Excerpt to read:
_____
Let's quit pretending not to know. We do. This is all about power. It could be argued, and with some justification, that the presence of former governors in the senate would enrich debates in the upper house and lead to the churning out of laws that should keep our country on the straight and narrow path of a country governed by laws, not by the whims and the caprices of men. After all, as former state chief executives, they come into the senate with the benefit of having been involved in making laws and implementing them in their various states. Problem is, unless I am missing something, I have not seen records showing that the former governors are the most active sponsors of good or radical bills in the senate. This leads, perhaps, to the uncharitable conclusion that they might not be the architects of laws for the good governance of the Federal Republic of Nigeria. A senator is not obliged to do or say anything. He can keep his lips padlocked but he remains a distinguished senator, fully entitled to all the sumptuous allowances as well as pension as a former governor.
Power is powerful. It is sweet. Very sweet. And intoxicating. Very intoxicating. In our form of the executive presidential form of government, the president, the governors and local government chairmen are all chief executives. We have the largest collection of political chief executives in the world, I think. A state governor in Nigeria is more powerful than the presidents of many developing countries. In terms of appropriating, exercising and misusing political power in the well-honed tradition of the African big man, the American president, acknowledged as the most powerful man on earth, could hold the candle to a state governor in our country. Just remember not to ask President Trump to hold a candle to anyone of them.
_____
Saved entries:
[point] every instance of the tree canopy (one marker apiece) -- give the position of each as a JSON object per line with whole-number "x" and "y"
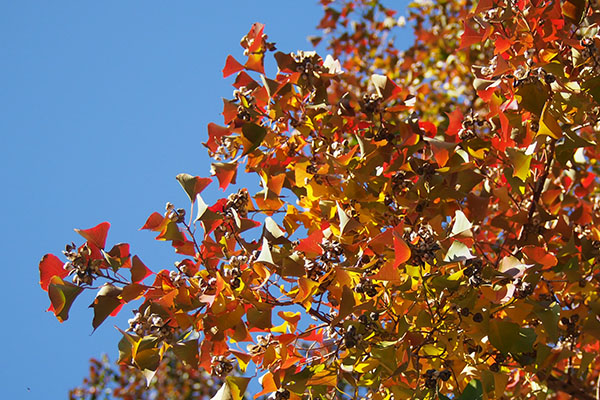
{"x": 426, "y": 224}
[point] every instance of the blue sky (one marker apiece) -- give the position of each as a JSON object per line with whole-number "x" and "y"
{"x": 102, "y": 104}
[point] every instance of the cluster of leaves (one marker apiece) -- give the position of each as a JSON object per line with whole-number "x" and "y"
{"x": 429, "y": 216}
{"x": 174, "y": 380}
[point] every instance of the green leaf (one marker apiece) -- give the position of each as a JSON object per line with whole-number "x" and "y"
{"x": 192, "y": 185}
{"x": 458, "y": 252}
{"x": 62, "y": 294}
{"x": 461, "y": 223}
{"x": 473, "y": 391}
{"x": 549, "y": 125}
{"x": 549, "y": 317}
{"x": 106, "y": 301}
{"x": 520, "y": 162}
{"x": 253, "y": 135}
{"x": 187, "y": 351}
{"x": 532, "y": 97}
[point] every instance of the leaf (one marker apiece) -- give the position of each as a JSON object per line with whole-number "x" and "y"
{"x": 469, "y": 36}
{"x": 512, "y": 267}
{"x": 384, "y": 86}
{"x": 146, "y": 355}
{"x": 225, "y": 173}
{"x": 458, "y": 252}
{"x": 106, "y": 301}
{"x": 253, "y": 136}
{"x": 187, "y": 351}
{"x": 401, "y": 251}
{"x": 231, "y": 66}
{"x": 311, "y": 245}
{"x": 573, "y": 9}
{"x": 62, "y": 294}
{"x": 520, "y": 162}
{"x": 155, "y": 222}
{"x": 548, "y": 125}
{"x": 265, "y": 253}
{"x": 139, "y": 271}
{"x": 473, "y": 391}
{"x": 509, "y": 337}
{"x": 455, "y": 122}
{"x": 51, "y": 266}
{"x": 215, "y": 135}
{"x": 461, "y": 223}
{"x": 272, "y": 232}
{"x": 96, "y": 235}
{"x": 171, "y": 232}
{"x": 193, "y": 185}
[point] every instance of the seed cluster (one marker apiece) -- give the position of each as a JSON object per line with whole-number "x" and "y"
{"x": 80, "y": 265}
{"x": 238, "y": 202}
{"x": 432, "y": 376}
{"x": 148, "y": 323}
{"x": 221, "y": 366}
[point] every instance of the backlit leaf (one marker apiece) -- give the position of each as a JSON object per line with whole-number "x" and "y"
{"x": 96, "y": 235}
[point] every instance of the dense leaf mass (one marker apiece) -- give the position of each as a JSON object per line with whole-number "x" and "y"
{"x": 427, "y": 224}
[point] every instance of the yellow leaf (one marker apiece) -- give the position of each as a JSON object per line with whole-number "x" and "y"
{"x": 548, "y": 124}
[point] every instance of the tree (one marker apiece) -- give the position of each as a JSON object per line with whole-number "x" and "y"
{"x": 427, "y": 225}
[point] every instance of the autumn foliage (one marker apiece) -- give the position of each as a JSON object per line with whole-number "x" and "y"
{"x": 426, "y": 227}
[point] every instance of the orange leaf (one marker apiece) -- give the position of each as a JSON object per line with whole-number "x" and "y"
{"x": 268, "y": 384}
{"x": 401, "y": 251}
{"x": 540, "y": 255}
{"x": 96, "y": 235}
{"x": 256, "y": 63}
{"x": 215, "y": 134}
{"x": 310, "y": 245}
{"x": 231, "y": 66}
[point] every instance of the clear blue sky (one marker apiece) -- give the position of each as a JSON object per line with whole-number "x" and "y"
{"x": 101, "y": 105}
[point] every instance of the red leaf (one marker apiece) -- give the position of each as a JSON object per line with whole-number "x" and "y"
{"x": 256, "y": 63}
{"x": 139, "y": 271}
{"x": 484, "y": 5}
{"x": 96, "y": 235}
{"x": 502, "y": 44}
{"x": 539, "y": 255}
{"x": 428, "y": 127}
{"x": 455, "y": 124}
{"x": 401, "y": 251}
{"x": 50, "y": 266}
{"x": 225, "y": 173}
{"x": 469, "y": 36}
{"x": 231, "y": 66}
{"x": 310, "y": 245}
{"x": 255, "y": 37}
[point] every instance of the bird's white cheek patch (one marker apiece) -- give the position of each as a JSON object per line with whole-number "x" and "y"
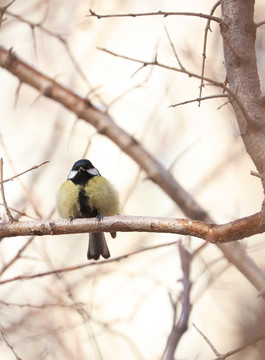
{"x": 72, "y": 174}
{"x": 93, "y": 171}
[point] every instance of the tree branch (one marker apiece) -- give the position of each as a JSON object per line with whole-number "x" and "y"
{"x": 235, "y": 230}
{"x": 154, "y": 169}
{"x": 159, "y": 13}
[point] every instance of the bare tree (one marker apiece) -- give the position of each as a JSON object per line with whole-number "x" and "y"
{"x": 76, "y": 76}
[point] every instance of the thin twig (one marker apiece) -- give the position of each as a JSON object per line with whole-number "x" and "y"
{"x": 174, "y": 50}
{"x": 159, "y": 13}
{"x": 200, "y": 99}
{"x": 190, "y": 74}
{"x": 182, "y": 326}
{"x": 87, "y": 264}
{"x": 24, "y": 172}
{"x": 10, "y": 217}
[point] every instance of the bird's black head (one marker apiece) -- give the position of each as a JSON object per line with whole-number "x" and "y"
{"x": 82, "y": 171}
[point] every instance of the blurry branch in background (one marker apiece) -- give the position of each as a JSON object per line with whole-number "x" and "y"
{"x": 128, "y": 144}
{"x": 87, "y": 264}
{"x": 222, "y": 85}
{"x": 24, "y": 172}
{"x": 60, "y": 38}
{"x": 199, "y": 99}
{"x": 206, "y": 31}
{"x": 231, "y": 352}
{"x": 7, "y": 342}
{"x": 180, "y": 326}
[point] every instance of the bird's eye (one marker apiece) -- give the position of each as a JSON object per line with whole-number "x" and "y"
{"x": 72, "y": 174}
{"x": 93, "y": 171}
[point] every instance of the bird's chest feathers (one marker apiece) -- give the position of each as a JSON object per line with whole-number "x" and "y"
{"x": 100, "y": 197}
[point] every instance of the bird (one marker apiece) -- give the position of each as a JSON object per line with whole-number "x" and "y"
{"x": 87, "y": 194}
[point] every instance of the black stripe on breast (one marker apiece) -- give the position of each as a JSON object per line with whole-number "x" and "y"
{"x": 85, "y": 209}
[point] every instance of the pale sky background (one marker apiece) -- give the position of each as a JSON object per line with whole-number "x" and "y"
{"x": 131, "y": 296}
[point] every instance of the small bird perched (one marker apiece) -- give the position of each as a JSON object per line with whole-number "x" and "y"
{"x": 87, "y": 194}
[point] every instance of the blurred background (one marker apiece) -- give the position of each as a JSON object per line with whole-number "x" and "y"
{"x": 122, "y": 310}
_____
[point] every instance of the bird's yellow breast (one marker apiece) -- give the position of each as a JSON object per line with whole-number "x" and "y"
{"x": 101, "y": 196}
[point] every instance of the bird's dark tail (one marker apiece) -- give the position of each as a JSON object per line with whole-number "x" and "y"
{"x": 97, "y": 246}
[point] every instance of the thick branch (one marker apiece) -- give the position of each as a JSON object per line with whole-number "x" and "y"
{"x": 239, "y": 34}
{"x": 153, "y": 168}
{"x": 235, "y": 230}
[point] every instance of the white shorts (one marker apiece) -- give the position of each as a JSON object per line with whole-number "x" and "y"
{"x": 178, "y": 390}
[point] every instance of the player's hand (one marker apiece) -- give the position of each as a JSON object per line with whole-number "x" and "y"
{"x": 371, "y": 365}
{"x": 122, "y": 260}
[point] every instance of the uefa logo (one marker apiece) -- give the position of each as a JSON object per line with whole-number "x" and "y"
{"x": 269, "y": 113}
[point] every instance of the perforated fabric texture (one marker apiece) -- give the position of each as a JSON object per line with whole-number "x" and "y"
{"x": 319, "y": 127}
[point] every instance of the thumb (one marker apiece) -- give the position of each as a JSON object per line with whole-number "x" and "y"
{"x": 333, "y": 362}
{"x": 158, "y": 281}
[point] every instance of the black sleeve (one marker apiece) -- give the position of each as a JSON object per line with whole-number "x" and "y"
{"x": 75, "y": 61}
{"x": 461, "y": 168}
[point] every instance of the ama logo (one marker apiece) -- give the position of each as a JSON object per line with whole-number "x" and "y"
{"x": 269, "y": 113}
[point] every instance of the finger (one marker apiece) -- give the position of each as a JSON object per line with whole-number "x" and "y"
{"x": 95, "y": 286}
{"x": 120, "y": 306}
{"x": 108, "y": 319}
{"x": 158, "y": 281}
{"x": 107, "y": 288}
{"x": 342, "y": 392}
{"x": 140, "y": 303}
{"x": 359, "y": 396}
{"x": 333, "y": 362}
_____
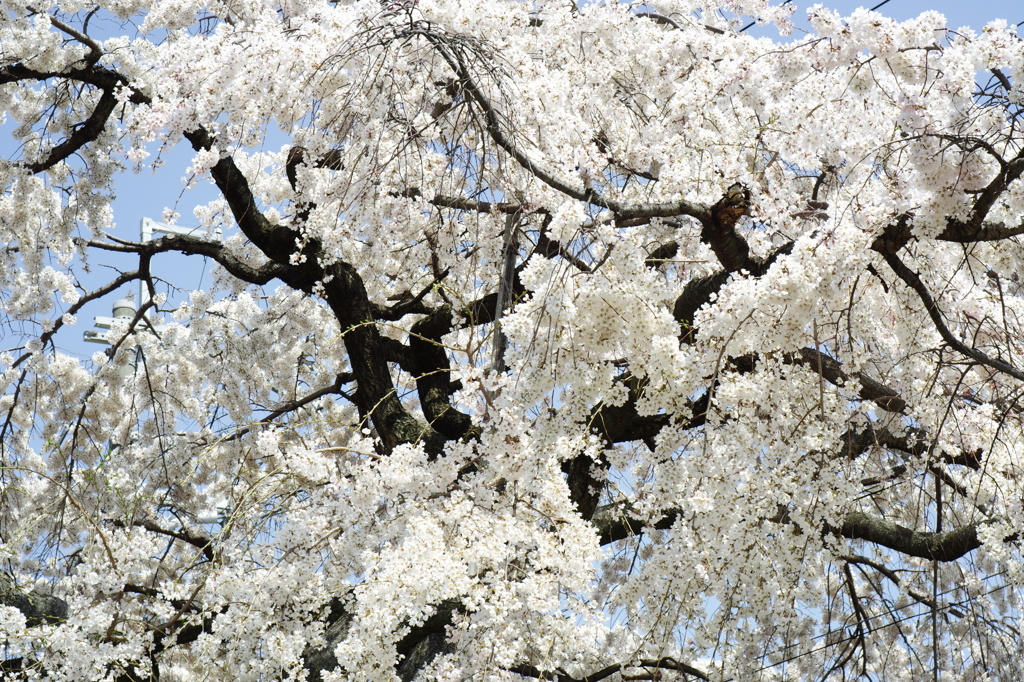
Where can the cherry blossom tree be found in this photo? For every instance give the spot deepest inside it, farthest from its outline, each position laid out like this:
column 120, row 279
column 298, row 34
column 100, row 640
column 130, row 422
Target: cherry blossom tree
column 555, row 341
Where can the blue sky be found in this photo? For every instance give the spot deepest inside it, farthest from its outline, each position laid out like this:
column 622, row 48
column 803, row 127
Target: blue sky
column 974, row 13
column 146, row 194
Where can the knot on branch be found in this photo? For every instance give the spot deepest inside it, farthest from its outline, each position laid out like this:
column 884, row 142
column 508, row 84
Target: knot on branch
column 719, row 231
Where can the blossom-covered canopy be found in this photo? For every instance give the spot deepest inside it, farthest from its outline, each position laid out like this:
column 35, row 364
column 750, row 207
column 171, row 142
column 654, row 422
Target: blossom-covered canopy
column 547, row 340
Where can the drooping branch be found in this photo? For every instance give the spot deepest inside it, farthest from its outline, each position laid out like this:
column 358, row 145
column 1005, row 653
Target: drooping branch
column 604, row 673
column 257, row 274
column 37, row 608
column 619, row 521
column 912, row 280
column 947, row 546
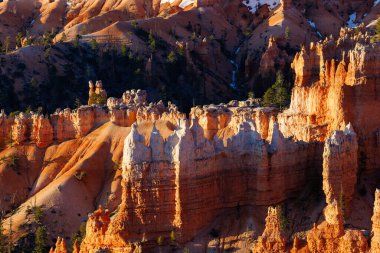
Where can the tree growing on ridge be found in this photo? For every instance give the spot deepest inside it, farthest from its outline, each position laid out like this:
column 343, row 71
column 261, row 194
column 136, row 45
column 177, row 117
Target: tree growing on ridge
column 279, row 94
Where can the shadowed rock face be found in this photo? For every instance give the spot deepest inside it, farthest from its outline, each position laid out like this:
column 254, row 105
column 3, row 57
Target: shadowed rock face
_____
Exercise 1:
In the excerpt on former governors in the Nigerian senate, who is described as more powerful than the presidents of many developing countries?
Exercise 2:
Continue the excerpt on former governors and political power in Nigeria from the point where it stops.

Expected answer 1:
A state governor in Nigeria.

Expected answer 2:
Think of how difficult it is for a man that powerful, the unchallenged alpha and omega in his state, to be persuaded by the piece of paper called ballot paper to let go of the levers of power. It is easy to picture he who lets go of the levers of power as a man forgotten in the empty political market square. When you no longer have everyone at your beck and call; when you suddenly find that there is no one feeding on the crumbs that fall from your table; when you find that you can no longer raid the treasury at will and do with the people's common wealth as you wish; when you have no sirens heralding you wherever you go; when you find yourself treated like a cured leper, then it begins to dawn on you that life after power is a lonely, powerless life. You may be rich, but your wealth does not cure you of your loneliness or buy you the privileges that you once took for granted; you may be influential but the wedding of your son or daughter would attract only a handful of grumbling friends, not mega contractors because you are yesterday's man trudging towards the sun set. It is a frightening feeling cured only by holding on to the levers of power for as long as you do not become a victim of a political accident.
If you leave power, it leaves you. Few men, if any, Nelson Mandela exempted, could live with the agony of the loneliness of the powerless. This is why men cling to power and are either separated from it through an accident of politics or when the grim reaper comes calling. Dictators cling to power because the fear of losing it trumps being reminded of its transience. The ex-governors are in the senate because it helps them to keep their hands on the levers of power. They become both semi- or permanent fixtures in politics at the local level as well as men of the moment in our national politics. Yes, power is sweet.